Appréhendés à la frontière croate, des centaines de migrants qui demandent l’asile en Suisse risquent d’être expulsés. Témoignages
Appréhendés à la frontière croate, des centaines de migrants qui demandent l’asile en Suisse risquent d’être expulsés. Témoignages / 19h30 / 3 min. / le 1 avril 2023
Des centaines de manifestants et manifestantes ont défilé samedi après-midi à Lausanne, exigeant l'arrêt du renvoi des personnes en situation de migration vers la Croatie. Le pays est accusé de violences policières envers les requérants d'asile.

Félix* a fui la persécution politique au Burundi. Désormais en Suisse, ce demandeur d'asile risque d'être renvoyé en Croatie, le premier territoire de l'Union européenne qu'il a foulé. Or, en automne dernier, les forces de l'ordre croates ont tiré des coups de feu dans sa direction alors qu'il venait de traverser la frontière, sans le toucher, témoigne-t-il.

A la rencontre des policiers, il explique s'être fait frapper à coups de crosse de fusil. Emmené ensuite dans une cellule, il raconte que son argent lui a été volé et qu'il a subi de nouvelles violences et des insultes racistes. Il a été relâché une dizaine d'heures plus tard, blessé, et en possession d'un document lui demandant de "quitter le territoire croate" dans un délai de sept jours.

**Extrait des données**
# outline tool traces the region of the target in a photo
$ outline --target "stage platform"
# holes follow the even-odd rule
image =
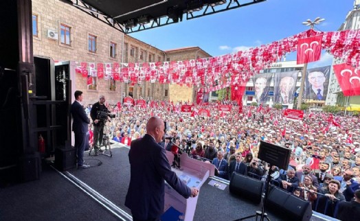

**Consigne**
Mettez à jour l'extrait du texte sur les demandeurs d'asile menacés de renvoi en Croatie, depuis « Félix* a fui » jusqu'à « de sept jours. », en remplaçant « policiers » par « agents de police », puis recopiez ce passage ainsi modifié.

**Réponse attendue**
Félix* a fui la persécution politique au Burundi. Désormais en Suisse, ce demandeur d'asile risque d'être renvoyé en Croatie, le premier territoire de l'Union européenne qu'il a foulé. Or, en automne dernier, les forces de l'ordre croates ont tiré des coups de feu dans sa direction alors qu'il venait de traverser la frontière, sans le toucher, témoigne-t-il.

A la rencontre des agents de police, il explique s'être fait frapper à coups de crosse de fusil. Emmené ensuite dans une cellule, il raconte que son argent lui a été volé et qu'il a subi de nouvelles violences et des insultes racistes. Il a été relâché une dizaine d'heures plus tard, blessé, et en possession d'un document lui demandant de "quitter le territoire croate" dans un délai de sept jours.